== Your instructions ==
Convert every item below into a two-column CSV with the header instruction,coordinates, one row per item, with the item's text in instruction and its answer in coordinates. Put each field in double quotes and replace any line breaks inside a field with spaces.

== Exercise input ==
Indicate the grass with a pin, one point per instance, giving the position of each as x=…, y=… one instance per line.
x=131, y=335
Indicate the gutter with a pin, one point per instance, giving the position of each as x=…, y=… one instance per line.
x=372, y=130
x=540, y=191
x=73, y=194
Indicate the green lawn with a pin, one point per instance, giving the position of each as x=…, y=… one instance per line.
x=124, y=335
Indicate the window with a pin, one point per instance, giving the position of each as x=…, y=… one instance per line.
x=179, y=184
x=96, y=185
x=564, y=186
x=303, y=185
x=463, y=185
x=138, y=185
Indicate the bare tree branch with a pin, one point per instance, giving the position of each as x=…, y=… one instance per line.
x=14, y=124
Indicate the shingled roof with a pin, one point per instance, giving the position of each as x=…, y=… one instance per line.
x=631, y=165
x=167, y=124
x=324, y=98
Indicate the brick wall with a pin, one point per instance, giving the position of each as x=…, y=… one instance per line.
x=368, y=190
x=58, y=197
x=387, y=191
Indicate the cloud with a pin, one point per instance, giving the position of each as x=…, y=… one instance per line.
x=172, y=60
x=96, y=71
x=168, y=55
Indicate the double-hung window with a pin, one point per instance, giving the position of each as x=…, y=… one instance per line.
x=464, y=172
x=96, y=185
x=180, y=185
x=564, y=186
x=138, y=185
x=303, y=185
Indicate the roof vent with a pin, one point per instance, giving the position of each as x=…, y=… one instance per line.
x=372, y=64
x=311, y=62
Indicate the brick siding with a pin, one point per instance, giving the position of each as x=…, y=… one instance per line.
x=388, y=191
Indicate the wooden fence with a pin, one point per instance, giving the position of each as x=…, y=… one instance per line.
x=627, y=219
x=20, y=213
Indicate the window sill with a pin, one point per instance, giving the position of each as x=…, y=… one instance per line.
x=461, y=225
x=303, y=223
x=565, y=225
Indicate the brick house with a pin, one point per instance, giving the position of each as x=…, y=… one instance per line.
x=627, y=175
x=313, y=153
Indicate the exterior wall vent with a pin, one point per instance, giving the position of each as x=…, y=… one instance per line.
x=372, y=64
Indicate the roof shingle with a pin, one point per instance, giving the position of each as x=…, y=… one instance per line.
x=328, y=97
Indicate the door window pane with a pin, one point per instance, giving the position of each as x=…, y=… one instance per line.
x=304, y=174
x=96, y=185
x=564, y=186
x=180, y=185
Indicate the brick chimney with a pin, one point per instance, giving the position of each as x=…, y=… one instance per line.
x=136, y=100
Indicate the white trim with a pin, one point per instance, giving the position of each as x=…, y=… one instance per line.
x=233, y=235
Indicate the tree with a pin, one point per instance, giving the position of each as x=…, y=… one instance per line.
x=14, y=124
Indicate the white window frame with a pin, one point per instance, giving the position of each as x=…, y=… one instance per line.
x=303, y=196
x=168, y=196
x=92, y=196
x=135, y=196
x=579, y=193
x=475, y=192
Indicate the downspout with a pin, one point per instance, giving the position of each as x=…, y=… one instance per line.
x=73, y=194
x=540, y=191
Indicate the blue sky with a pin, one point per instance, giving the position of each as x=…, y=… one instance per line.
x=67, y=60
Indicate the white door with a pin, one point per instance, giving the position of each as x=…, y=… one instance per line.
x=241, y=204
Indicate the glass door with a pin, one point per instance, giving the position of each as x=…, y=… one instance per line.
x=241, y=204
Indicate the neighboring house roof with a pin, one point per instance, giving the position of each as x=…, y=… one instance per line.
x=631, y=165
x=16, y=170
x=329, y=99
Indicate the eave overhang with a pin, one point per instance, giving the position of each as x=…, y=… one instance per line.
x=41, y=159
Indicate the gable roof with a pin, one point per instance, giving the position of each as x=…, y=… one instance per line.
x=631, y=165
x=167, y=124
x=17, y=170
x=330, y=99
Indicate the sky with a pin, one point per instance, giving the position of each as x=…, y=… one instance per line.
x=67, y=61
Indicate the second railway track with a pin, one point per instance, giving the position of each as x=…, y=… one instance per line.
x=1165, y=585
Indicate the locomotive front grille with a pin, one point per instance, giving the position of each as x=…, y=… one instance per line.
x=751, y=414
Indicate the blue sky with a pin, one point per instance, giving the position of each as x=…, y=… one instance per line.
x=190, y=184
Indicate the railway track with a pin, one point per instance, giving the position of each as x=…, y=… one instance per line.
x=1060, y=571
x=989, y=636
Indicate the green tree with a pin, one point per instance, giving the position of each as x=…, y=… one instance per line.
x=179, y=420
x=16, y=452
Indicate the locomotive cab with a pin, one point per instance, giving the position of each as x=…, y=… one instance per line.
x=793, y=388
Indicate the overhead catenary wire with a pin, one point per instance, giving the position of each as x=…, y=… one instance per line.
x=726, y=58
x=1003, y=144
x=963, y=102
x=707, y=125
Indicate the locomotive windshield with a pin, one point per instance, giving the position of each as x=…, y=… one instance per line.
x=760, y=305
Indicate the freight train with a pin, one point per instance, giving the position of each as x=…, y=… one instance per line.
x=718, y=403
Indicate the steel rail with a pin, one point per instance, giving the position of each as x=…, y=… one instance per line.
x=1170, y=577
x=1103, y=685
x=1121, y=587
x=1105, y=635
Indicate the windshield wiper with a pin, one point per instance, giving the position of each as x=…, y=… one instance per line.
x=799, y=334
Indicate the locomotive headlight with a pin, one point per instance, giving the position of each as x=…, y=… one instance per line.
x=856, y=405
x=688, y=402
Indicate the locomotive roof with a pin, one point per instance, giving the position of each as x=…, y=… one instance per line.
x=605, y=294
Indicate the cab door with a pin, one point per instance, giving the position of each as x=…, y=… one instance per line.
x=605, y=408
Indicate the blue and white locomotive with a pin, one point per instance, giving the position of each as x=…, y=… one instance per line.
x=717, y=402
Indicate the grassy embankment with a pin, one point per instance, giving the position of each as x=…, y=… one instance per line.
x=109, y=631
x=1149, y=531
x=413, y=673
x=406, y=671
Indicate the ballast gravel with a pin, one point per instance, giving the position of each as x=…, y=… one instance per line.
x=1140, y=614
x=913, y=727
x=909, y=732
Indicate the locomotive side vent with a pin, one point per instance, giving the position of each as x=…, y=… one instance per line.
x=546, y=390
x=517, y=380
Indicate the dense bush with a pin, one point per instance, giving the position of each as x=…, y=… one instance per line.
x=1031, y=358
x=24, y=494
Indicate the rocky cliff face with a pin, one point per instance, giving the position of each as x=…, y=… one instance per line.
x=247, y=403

== Answer below ==
instruction,coordinates
"Indicate the grass with a pin, one point per instance, giving the position of each as x=…, y=… one instance per line.","x=131, y=335"
"Indicate the gutter with a pin, one point per instance, giving the position of each as x=…, y=… one instance per line.","x=372, y=130 x=540, y=191 x=73, y=194"
"Indicate the green lawn with a pin, one point per instance, giving the position of each as x=…, y=… one instance per line.","x=124, y=335"
"Indicate the window with a pin, one point per instance, giving the position of each as x=…, y=… one instance per line.","x=179, y=184 x=96, y=185 x=564, y=186 x=303, y=185 x=463, y=185 x=138, y=185"
"Indicate the bare tree branch with a pin, one point per instance, giving the position of each as x=…, y=… one instance per line.","x=14, y=124"
"Indicate the shingled roof with a pin, one point per instance, giving the position of each as x=…, y=… one instance per line.","x=631, y=165 x=167, y=124 x=324, y=98"
"Indicate the brick wall with a pin, one point per instance, giving the position of each as x=…, y=… one instance per line.","x=368, y=190 x=58, y=197 x=387, y=191"
"Indicate the cloud with a pin, one point per instance, giving the position of each as x=…, y=… one instance per line.","x=172, y=60 x=96, y=71 x=168, y=55"
"Indicate the double-hung window with a pin, one point per instance, giving the position of each as x=…, y=… one instance per line.","x=464, y=172 x=96, y=185 x=180, y=185 x=564, y=186 x=138, y=185 x=303, y=185"
"Indicate the roof vent with a pin, one point per instance, giving the position of each as x=…, y=… one instance per line.","x=372, y=64 x=311, y=62"
"Indicate the brick siding with a pin, one point per instance, giving the position of each as x=…, y=… one instance per line.","x=388, y=191"
"Indicate the wooden fence with a pin, one point per instance, giving the position of each as x=…, y=… one instance per line.","x=627, y=219 x=20, y=213"
"Indicate the window sill with a pin, one point per instance, giving the position of each as x=…, y=… one instance per line.","x=461, y=225 x=303, y=223 x=565, y=225"
"Indicate the brick house with a pin, one point per instance, giving the position of each as x=…, y=… one instance per line.","x=627, y=175 x=313, y=153"
"Indicate the exterior wall vent with a pin, one point per instance, giving the position of each as x=…, y=… one instance per line.","x=372, y=64"
"Indicate the roof shingle with a pin, one point per instance, giving the position of each as x=…, y=… one instance per line.","x=328, y=97"
"Indicate the door window pane with a pin, one point per instance, giving the position of each as x=…, y=… one instance per line.","x=304, y=174 x=96, y=185 x=564, y=186 x=180, y=185"
"Indicate the brick chimney with a pin, one point per instance, giving the position of each as x=…, y=… one instance per line.","x=136, y=100"
"Indicate the white trim with a pin, one point per instance, giving the position of each as x=…, y=… one instance per line.","x=233, y=235"
"Indicate the tree with a pin, one point per instance, giving the position of each as x=…, y=… one instance per line.","x=14, y=124"
"Indicate the white window frame with a pin, one point per instance, giving the position of each as x=…, y=… one instance per line.","x=303, y=196 x=168, y=196 x=92, y=196 x=135, y=196 x=579, y=193 x=475, y=192"
"Indicate the downspout with a pin, one point per instance, giving the position of each as x=…, y=… one instance per line.","x=73, y=194 x=540, y=191"
"Indicate the blue sky with a pin, one point per instance, giving the position of each as x=…, y=… one instance per line.","x=67, y=60"
"Indicate the white door with a pin, one point per instance, giving the position of each as x=…, y=… one instance per line.","x=241, y=204"
"Indicate the glass door with a pin, one point per instance, giving the position of each as x=…, y=… one instance per line.","x=241, y=204"
"Indicate the neighboring house roof with a pin, one point per instance, giving the position of each as x=…, y=… one instance per line.","x=631, y=165 x=16, y=170 x=329, y=99"
"Indicate the eave overhang with a pin, one point per instance, giving the position of each as x=…, y=… one instance per line.","x=41, y=159"
"Indicate the gable roof with a pin, one point per instance, giving the position of each as x=…, y=… one instance per line.","x=631, y=165 x=167, y=124 x=17, y=170 x=330, y=99"
"Indicate the sky with a pin, one point per instance, giving the position of each as x=…, y=… one instance per line.","x=67, y=61"
"Indicate the second railway track with a pin, one point per instance, giving the position of each as x=…, y=… one instance per line.","x=1165, y=585"
"Indicate the locomotive front grille with a pin, one point per instance, giving the position of each as x=…, y=… one instance per line.","x=751, y=414"
"Indicate the blue sky with a pin, one point per instance, giving the position of each as x=…, y=… one instance per line.","x=190, y=184"
"Indicate the railway track with a pin, one point per instance, giving the position of each as x=…, y=… one instance per line.","x=1060, y=571 x=989, y=636"
"Indicate the green tree with a pin, one point per instance, giving the position of each as x=…, y=… one instance per line.","x=179, y=420 x=16, y=452"
"Indicate the locomotive cab with a pin, one point per instance, giving the position of each as x=…, y=… one instance per line.","x=793, y=388"
"Indicate the overhead catenary wire with a pin, one point per instance, giving the position of each as x=…, y=… one instance per line.","x=726, y=58 x=1003, y=144 x=963, y=102 x=707, y=125"
"Indicate the locomotive windshield with a pin, one point per instance, giving the position of each as x=…, y=… one instance per line.","x=760, y=305"
"Indicate the freight train with a pin, one point per instance, giving the position of each as x=…, y=… one instance per line.","x=718, y=403"
"Indicate the steel rail with a pin, one point per instance, giving the position of each as x=…, y=… one instance per line.","x=1170, y=577 x=1103, y=685 x=1121, y=587 x=1105, y=635"
"Indicate the windshield wiper with a pin, one point per instance, giving the position of each as x=…, y=… one instance per line.","x=799, y=334"
"Indicate the locomotive headlight with a pin, one point per instance, giving the position of each as x=…, y=… one instance per line.","x=856, y=405 x=688, y=402"
"Indicate the locomotive roof with a pin, one point per instance, giving the position of each as x=…, y=… one instance per line.","x=605, y=294"
"Indicate the cab door with a pin, one point per instance, giving the position of each as x=…, y=… one instance per line.","x=605, y=408"
"Indicate the blue and white locomotive with a pin, one point per instance, giving the position of each as x=…, y=… one instance per line.","x=717, y=402"
"Indicate the grassy embankment with a pin, one point per instance, giving the position of each as x=…, y=… one instance per line.","x=109, y=631 x=1149, y=531 x=413, y=673 x=406, y=671"
"Indicate the ballast gravel with a pin, one point per instance, giving the position of each as x=…, y=… one instance per line.","x=1140, y=614 x=913, y=727 x=909, y=732"
"Indicate the locomotive side vent with a pin, one point per instance, giving the position of each as x=…, y=… one instance per line.","x=546, y=390 x=517, y=380"
"Indicate the dense bush with a pin, one point per instance, giving the position of each as x=…, y=… one instance per line.","x=1031, y=358 x=24, y=494"
"Indicate the rocky cliff face with a pin, one point per instance, giving the position of each as x=…, y=… one instance per line.","x=247, y=403"